Transcribe exactly the lines that fall between the one holding "column 418, row 137" and the one holding "column 61, row 291", inclusive, from the entries below.

> **Referring expression data**
↓↓↓

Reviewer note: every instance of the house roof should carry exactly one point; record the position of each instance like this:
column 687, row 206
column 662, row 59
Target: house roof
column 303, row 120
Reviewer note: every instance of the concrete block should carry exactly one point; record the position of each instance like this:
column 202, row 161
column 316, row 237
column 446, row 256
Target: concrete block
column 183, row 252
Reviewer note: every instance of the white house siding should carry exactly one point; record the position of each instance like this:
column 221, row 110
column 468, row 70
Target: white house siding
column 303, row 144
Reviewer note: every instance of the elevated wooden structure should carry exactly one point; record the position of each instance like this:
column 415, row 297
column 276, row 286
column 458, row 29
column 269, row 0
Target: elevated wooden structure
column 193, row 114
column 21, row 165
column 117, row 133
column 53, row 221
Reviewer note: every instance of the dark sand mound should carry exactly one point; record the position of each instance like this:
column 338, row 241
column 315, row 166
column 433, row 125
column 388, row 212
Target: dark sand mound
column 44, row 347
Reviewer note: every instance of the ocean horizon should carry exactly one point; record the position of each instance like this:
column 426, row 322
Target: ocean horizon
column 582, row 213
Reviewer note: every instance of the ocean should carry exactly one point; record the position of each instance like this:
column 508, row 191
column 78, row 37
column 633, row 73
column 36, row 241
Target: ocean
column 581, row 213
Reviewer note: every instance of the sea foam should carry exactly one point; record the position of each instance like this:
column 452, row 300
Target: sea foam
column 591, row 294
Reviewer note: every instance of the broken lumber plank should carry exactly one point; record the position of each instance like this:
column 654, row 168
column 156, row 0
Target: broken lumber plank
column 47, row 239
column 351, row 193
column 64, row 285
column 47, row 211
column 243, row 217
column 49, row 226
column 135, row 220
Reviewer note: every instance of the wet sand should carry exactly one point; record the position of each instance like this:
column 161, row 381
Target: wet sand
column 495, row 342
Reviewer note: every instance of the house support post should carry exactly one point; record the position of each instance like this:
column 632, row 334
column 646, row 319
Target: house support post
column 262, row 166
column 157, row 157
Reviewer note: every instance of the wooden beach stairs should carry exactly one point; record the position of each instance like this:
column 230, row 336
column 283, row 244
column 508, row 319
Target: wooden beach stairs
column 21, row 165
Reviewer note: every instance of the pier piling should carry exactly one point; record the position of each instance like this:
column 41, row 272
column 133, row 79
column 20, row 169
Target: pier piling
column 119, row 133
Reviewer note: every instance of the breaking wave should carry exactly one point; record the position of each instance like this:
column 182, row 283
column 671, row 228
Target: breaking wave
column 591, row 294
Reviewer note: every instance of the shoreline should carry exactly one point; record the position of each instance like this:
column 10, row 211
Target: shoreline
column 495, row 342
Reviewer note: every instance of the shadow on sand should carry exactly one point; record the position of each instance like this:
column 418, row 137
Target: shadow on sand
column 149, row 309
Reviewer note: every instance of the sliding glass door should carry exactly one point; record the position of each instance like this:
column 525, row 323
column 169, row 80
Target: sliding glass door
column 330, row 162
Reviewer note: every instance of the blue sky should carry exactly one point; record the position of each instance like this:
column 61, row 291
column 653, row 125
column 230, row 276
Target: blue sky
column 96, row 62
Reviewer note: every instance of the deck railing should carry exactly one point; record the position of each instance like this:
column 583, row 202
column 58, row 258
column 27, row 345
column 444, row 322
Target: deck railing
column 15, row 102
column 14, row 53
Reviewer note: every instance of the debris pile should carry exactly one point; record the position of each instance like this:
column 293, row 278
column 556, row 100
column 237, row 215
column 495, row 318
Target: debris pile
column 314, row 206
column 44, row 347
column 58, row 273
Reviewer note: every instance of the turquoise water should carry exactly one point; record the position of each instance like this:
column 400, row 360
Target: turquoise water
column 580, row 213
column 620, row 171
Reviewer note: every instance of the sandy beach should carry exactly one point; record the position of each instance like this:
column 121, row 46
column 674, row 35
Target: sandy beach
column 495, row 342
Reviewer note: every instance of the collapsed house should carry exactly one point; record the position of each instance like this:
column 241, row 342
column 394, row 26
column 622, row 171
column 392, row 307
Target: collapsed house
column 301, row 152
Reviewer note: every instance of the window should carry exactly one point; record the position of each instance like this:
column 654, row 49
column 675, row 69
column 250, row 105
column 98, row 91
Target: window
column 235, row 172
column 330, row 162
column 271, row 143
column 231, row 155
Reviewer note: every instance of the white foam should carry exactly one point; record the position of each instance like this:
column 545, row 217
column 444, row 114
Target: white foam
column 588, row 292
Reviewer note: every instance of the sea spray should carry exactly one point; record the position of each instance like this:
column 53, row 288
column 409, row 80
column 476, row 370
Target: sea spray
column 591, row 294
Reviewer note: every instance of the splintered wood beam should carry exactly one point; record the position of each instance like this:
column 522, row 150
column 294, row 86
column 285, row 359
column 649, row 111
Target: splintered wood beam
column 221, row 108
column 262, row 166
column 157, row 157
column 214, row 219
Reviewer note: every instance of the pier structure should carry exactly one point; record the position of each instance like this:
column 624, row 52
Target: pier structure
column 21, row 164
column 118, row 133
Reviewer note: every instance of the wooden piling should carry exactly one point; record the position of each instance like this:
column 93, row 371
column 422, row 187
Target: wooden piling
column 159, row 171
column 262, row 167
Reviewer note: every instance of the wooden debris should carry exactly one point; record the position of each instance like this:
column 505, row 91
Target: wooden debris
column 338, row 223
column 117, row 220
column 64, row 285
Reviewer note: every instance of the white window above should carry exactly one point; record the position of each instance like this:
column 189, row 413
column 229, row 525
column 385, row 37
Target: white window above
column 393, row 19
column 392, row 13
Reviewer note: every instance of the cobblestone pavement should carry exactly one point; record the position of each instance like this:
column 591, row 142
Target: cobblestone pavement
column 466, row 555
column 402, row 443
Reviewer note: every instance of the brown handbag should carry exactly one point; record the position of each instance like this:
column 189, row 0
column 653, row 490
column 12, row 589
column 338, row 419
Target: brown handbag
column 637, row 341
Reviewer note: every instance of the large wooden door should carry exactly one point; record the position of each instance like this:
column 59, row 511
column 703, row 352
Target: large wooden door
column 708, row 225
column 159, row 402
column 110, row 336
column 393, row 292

↑↑↑
↓↓↓

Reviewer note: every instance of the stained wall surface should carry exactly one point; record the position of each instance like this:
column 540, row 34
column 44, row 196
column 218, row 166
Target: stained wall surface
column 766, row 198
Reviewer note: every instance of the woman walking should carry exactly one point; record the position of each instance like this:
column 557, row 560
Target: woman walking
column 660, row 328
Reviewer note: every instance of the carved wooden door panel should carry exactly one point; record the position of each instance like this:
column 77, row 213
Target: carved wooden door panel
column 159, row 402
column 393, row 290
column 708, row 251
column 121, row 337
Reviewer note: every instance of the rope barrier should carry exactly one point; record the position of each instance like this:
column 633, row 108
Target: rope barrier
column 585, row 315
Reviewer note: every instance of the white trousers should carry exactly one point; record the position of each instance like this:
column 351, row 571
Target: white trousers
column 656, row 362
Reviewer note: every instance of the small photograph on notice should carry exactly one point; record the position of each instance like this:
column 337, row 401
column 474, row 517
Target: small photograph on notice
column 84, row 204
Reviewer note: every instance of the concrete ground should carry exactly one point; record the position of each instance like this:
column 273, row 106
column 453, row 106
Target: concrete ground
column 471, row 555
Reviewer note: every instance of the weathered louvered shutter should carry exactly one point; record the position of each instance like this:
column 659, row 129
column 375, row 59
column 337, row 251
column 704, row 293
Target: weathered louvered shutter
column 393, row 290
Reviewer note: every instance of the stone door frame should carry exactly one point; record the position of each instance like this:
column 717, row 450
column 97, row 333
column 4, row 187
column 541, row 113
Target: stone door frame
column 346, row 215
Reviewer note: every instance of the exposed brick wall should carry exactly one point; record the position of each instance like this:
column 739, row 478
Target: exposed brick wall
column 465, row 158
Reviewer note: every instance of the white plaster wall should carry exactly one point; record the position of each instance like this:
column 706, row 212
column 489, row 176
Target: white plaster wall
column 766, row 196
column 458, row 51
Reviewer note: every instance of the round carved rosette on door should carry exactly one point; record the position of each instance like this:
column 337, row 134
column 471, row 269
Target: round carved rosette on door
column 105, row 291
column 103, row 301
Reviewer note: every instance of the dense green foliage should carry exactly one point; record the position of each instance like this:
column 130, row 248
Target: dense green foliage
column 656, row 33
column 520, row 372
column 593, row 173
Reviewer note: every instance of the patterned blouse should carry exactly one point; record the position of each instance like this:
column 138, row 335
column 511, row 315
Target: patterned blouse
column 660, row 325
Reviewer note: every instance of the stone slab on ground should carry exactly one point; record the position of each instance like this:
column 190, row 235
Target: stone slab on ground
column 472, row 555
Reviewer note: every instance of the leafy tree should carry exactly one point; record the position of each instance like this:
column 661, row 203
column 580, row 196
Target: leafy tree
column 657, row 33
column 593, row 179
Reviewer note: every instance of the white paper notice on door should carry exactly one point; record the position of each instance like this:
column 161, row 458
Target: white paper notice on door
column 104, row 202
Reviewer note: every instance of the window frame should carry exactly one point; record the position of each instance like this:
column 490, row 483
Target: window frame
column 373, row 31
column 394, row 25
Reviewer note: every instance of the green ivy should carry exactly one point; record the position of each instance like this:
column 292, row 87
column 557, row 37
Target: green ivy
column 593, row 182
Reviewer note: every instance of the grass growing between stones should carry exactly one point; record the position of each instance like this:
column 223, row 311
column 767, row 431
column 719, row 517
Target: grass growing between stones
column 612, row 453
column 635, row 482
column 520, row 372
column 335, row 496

↑↑↑
↓↓↓

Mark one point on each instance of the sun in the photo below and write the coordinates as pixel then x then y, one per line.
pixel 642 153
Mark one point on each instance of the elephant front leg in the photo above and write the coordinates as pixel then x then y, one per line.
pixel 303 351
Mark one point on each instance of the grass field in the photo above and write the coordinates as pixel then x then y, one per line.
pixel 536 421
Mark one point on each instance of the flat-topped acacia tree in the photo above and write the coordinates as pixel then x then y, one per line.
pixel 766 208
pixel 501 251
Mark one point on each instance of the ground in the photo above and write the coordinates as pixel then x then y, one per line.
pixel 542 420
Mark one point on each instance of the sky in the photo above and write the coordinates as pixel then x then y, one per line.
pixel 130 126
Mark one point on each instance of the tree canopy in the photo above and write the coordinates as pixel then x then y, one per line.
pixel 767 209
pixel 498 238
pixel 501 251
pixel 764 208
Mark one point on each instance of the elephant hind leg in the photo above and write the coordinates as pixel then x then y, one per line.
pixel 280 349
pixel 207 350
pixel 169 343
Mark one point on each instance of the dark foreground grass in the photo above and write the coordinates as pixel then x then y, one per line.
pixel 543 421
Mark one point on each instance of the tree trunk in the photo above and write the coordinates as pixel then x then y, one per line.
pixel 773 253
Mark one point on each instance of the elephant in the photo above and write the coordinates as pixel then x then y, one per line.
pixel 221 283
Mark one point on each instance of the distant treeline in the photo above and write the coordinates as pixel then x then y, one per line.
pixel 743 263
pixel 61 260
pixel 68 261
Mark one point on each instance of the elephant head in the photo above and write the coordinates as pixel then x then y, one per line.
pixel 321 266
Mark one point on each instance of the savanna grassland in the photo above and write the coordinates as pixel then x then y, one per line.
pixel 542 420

↑↑↑

> **Solution**
column 418, row 137
Target: shadow on sand
column 149, row 309
Reviewer note: every instance of the sliding glass door should carry exactly one point; record the position of each instance like this:
column 525, row 323
column 169, row 80
Target: sliding glass door
column 330, row 162
Reviewer note: every instance of the blue sky should carry exactly one point; record the position of each instance like this:
column 61, row 291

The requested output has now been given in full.